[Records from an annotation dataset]
——————————
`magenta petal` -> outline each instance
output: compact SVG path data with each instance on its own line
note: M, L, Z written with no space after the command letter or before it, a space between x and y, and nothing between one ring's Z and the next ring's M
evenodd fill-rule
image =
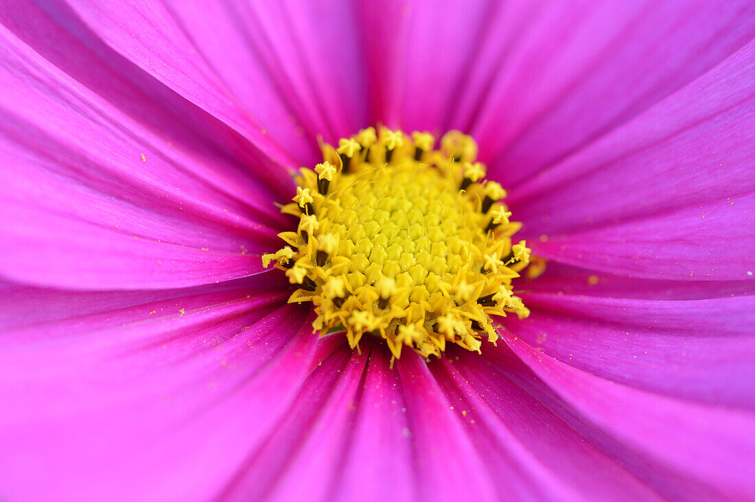
M658 497L510 380L512 365L463 350L448 356L430 368L507 498Z
M686 479L685 498L746 499L755 492L755 414L621 385L559 362L521 340L506 340L572 410L557 412L583 434L592 434L587 422L609 435L610 441L601 440L604 447L630 461L638 476L651 480L665 470L669 487L674 476Z
M752 54L513 190L517 216L548 237L535 253L652 279L751 279Z
M334 497L339 500L416 499L421 492L411 467L416 454L399 372L390 368L390 354L382 343L372 344L370 350ZM365 487L366 479L377 481Z
M424 359L404 351L396 362L406 403L419 498L492 500L494 479Z
M222 494L229 500L330 500L350 449L367 355L352 351L341 334L300 393L260 447L250 451Z
M256 220L282 220L253 180L242 202L222 173L200 168L210 174L202 180L191 172L198 159L2 35L0 273L72 288L156 288L260 270L254 255L277 239Z
M8 333L4 494L216 496L317 365L310 323L280 300L197 292Z
M346 104L362 100L347 6L71 4L116 51L284 165L311 160L317 134L363 120Z
M676 281L755 279L755 192L606 227L531 239L538 256Z
M755 297L677 301L523 295L512 333L583 371L710 405L755 409Z
M471 108L479 115L470 131L490 172L509 186L673 94L755 36L747 0L535 5L540 12L516 25L512 41L492 32L501 42L495 72L490 57L467 74L486 85L477 88L484 97Z
M582 263L589 266L590 263ZM749 278L749 276L748 276ZM556 261L548 263L545 273L536 279L522 279L516 289L522 293L584 294L603 298L641 300L704 300L750 294L753 283L741 281L674 281L649 279L598 272Z

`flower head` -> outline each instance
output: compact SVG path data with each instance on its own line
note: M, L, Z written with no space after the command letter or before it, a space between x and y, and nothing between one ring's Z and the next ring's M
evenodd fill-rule
M0 7L0 498L753 498L751 4Z

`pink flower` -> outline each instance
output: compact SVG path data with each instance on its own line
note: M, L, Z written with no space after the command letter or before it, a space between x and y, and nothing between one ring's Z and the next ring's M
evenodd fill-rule
M0 498L755 498L750 0L137 3L0 7ZM550 260L482 355L262 268L381 122L472 134Z

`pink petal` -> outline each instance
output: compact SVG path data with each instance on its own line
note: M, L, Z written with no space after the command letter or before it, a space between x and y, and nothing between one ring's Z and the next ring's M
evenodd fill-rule
M493 72L490 59L478 60L485 76L467 78L487 85L476 88L482 97L476 107L458 106L479 110L470 131L508 186L672 95L755 36L746 0L538 5L515 25L513 40L493 37L501 63Z
M676 301L550 294L506 325L575 368L646 390L755 408L755 298Z
M652 279L751 278L753 79L745 48L512 191L527 232L548 237L535 252Z
M755 490L755 414L621 385L506 340L536 377L521 385L667 497L744 499ZM556 396L536 390L538 380Z
M430 368L500 494L516 500L658 497L510 380L514 364L452 348L447 355Z
M347 6L70 3L110 47L284 165L362 122Z
M352 448L348 430L367 362L367 354L352 351L341 334L333 337L336 350L314 368L264 442L234 470L223 498L330 498Z
M362 350L365 343L362 343ZM354 423L347 431L349 447L339 464L334 497L339 500L416 500L422 491L413 468L418 454L399 371L389 367L382 343L369 346L362 393L355 400ZM365 480L375 479L365 485ZM390 479L390 482L382 482Z
M171 296L6 333L5 496L211 498L334 349L283 291Z
M583 265L588 266L585 263ZM535 279L515 283L519 294L528 292L581 294L604 298L641 300L703 300L740 296L752 292L752 283L742 281L674 281L631 277L550 261Z
M741 0L361 2L374 120L472 132L513 186L755 34Z
M416 353L397 362L414 452L419 498L493 499L498 493L439 383Z
M134 288L260 269L254 255L276 248L276 230L255 220L284 220L253 178L244 184L256 202L242 202L225 189L236 180L224 171L171 150L12 33L0 34L8 90L0 272L41 285Z

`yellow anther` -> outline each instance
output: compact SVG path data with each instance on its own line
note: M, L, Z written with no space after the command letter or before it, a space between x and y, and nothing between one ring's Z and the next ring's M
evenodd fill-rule
M464 167L464 177L473 182L478 181L485 177L485 165L482 162L473 164L466 163Z
M306 232L310 236L314 234L314 233L319 227L319 222L317 221L317 217L313 214L302 214L301 219L299 220L299 226L297 229L299 232Z
M292 284L301 284L307 277L307 269L301 265L294 265L285 271L285 276Z
M469 284L466 279L461 279L455 288L457 297L462 302L465 302L472 297L474 292L474 285Z
M458 162L474 162L477 143L470 136L459 131L449 131L440 140L440 148L447 158Z
M494 209L491 212L491 215L493 217L494 223L508 225L509 218L511 217L511 211L506 211L506 208L501 206Z
M414 140L414 146L423 152L430 151L435 146L435 137L427 132L418 132L415 131L411 133L411 139Z
M353 157L354 154L362 149L362 145L356 140L342 137L338 140L338 148L336 152L343 153L347 157Z
M399 326L399 334L396 337L396 341L405 345L412 345L424 338L423 331L414 324Z
M404 144L404 134L400 131L381 128L380 140L387 149L393 150Z
M320 249L328 254L333 254L338 249L338 236L334 233L326 233L319 236L317 239L320 245Z
M275 260L279 263L285 263L289 260L294 257L296 254L294 250L286 246L282 249L279 250L274 254L263 254L262 255L262 266L266 269L270 266L270 262Z
M436 322L438 323L439 333L445 334L448 338L453 337L454 334L456 332L457 323L458 322L458 319L456 317L451 313L448 313L437 318Z
M294 196L294 202L300 207L304 207L307 204L312 204L314 199L312 198L311 191L308 188L296 187L296 195Z
M505 286L501 286L495 294L493 295L493 300L499 305L510 305L511 297L511 291Z
M277 260L298 286L289 301L313 302L315 329L343 327L353 348L369 332L396 358L405 345L426 357L447 341L479 350L496 337L488 315L528 313L511 294L529 251L524 242L510 248L519 226L495 203L505 192L485 182L476 144L458 131L443 137L442 152L427 133L408 145L399 131L375 136L362 130L337 152L321 145L325 162L301 170L296 205L282 209L299 217L297 233L279 234L291 247L263 264Z
M334 165L328 161L325 161L322 164L318 164L315 166L315 172L317 173L317 177L319 179L332 181L333 176L336 174L337 170Z
M527 248L526 241L519 241L519 244L515 244L511 247L511 252L513 253L514 260L522 263L525 265L529 263L529 248Z
M491 199L497 201L506 197L506 190L501 186L500 183L490 181L485 186L485 195Z
M371 331L379 323L369 310L356 310L349 317L349 325L358 331Z
M322 293L328 298L343 298L346 296L346 286L341 276L328 277L322 285Z
M494 274L498 273L498 267L504 266L504 262L501 261L495 254L485 254L484 259L485 268Z
M356 140L359 142L362 148L369 148L378 140L375 128L367 128L366 129L362 129L356 134Z
M375 282L375 289L381 298L390 298L398 291L396 288L396 281L388 277L383 277Z

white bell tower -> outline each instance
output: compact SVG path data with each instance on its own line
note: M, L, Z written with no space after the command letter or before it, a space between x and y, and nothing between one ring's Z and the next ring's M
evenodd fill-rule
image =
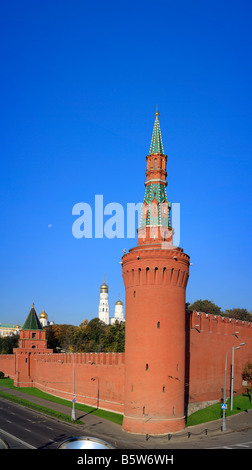
M108 285L105 283L105 276L100 287L99 319L109 325Z

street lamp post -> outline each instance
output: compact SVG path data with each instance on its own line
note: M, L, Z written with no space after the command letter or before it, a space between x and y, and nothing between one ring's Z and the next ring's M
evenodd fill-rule
M75 421L76 417L75 417L75 370L74 370L74 354L72 354L72 356L73 356L73 399L72 399L73 408L72 408L72 421Z
M233 409L233 395L234 395L234 350L240 349L245 343L240 343L236 348L232 347L232 366L231 366L231 389L230 389L230 410Z
M233 401L233 380L234 380L234 350L235 349L240 349L241 346L244 346L245 343L240 343L239 346L236 348L233 346L232 347L232 372L231 372L231 395L230 395L230 403ZM226 390L227 390L227 356L229 353L230 349L226 352L226 360L225 360L225 377L224 377L224 408L223 408L223 415L222 415L222 431L227 430L227 424L226 424ZM233 402L232 402L232 408L233 409Z

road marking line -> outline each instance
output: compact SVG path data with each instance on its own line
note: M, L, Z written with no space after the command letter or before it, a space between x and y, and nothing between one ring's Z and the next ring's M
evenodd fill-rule
M239 447L248 447L248 448L250 447L250 446L248 446L247 444L235 444L235 445L236 445L236 446L239 446Z
M9 434L8 432L4 431L3 429L0 429L0 433L5 434L7 437L9 437L11 439L14 439L14 441L20 442L24 446L29 447L29 449L37 449L37 447L34 447L31 444L28 444L27 442L22 441L22 439L19 439L18 437L13 436L13 434Z

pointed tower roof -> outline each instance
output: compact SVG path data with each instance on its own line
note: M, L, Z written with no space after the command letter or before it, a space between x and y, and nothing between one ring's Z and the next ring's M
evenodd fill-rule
——————————
• [Aim of the exercise] Extract, unchanged, the part of the items that opens with the line containing "road marking line -> outline each instance" and closes with the line containing "M9 434L8 432L4", both lines included.

• [Task response]
road marking line -> outline each instance
output: compact SVG path data with each instance on its own line
note: M, L, Z written with no space after the command letter or before it, a space between x and y, and nothing between one ring's Z and the next ring's M
evenodd fill-rule
M239 447L248 447L248 448L250 447L250 446L248 446L247 444L235 444L235 445L236 445L236 446L239 446Z
M9 434L8 432L4 431L3 429L0 429L0 433L5 434L7 437L9 437L11 439L14 439L14 441L20 442L24 446L29 447L29 449L37 449L37 447L34 447L31 444L28 444L27 442L22 441L22 439L19 439L18 437L13 436L13 434Z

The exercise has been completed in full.